PROBLEM
Reproduce each of the following lines verbatim, in the order given.

INPUT MATERIAL

○ ○ ○

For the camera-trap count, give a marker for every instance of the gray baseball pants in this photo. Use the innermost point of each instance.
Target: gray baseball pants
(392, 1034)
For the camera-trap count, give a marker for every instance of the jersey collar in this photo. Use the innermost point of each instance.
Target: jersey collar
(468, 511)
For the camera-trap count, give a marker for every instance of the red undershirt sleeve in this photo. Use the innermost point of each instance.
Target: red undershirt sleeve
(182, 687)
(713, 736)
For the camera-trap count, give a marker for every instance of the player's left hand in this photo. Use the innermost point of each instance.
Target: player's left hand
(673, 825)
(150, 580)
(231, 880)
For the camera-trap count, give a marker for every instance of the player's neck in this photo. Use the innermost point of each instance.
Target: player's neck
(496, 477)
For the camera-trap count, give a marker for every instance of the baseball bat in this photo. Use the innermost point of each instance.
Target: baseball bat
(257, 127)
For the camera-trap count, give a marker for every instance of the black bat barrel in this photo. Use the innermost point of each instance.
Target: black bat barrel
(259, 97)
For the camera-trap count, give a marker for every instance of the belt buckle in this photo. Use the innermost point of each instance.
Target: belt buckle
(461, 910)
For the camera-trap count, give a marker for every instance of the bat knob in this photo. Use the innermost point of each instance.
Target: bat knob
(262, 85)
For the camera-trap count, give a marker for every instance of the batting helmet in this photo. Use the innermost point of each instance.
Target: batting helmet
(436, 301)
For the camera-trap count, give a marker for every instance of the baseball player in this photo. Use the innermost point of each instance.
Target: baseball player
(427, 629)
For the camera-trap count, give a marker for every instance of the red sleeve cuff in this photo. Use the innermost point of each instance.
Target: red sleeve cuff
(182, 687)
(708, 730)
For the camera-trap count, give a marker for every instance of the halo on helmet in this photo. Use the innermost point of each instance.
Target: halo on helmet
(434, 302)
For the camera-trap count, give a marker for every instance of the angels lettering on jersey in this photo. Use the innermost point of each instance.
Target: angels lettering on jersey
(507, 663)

○ ○ ○

SOLUTION TO THIS PROBLEM
For the camera-trap count, give a marker for every instance of the gray baseball pants in this photo. Use the innermost point of each instance.
Target: gray baseball pants
(392, 1034)
For the camera-trap count, give a marker for every instance of the jersey collar in this photo. Use the innermost point of each instance.
Target: jersey collar
(468, 511)
For the camera-trap count, give a marker for every instance of the red undershirt sleeve in this photo. Use the innermost point of each instance.
Target: red undershirt sleeve
(182, 687)
(713, 736)
For the camera-trap count, give a marker for every instance of the player's left hand in this photo. Use the innermost point of each instance.
Target: player's left hand
(673, 825)
(150, 580)
(231, 880)
For the camera-trap count, give a marker for every instance of the player's neck in this photo. Use the innermost point of each instance.
Target: player's neck
(496, 477)
For the camera-trap count, give a marker for every instance of the baseball bat in this photo. Use the innermost point of each instance.
Target: baseball bat
(257, 127)
For the camera-trap count, give a marker for every instance of the black bat barrel in this photo. Use the innermost point of each instance.
Target: black bat barrel
(259, 97)
For the camera-trap count, give a marker for every instance of the belt buckle in this photo. Use the innermost point of each instance.
Target: belt buckle
(461, 910)
For the camera-trap count, give a marker for every instance of the bat knob in this photo. Use the innermost point of each instance.
Target: bat knob
(262, 85)
For the camera-trap count, give a marker for every instance of the batting helmet in this photo. Use the innermost point of each instance.
Target: batting helmet
(436, 301)
For the camera-trap count, give a marker for every instance of the baseball player in this photo. Use the innermost point of each instance.
Target: baseball player
(427, 629)
For the camera-trap count, give a marker for every instance of the red sleeve cuff in this photo. Use the innermost point of each instance.
Target: red sleeve cuff
(182, 687)
(708, 730)
For the camera-trap count, give a marker for every instance of the halo on helmet in this photo. Use the innermost point of each instance.
Target: halo on helmet
(434, 302)
For the camera-trap count, give a marker for every instance of the angels lettering on jersey in this photo. Use the innermost point of each instance.
Target: angels lettering on jersey
(507, 663)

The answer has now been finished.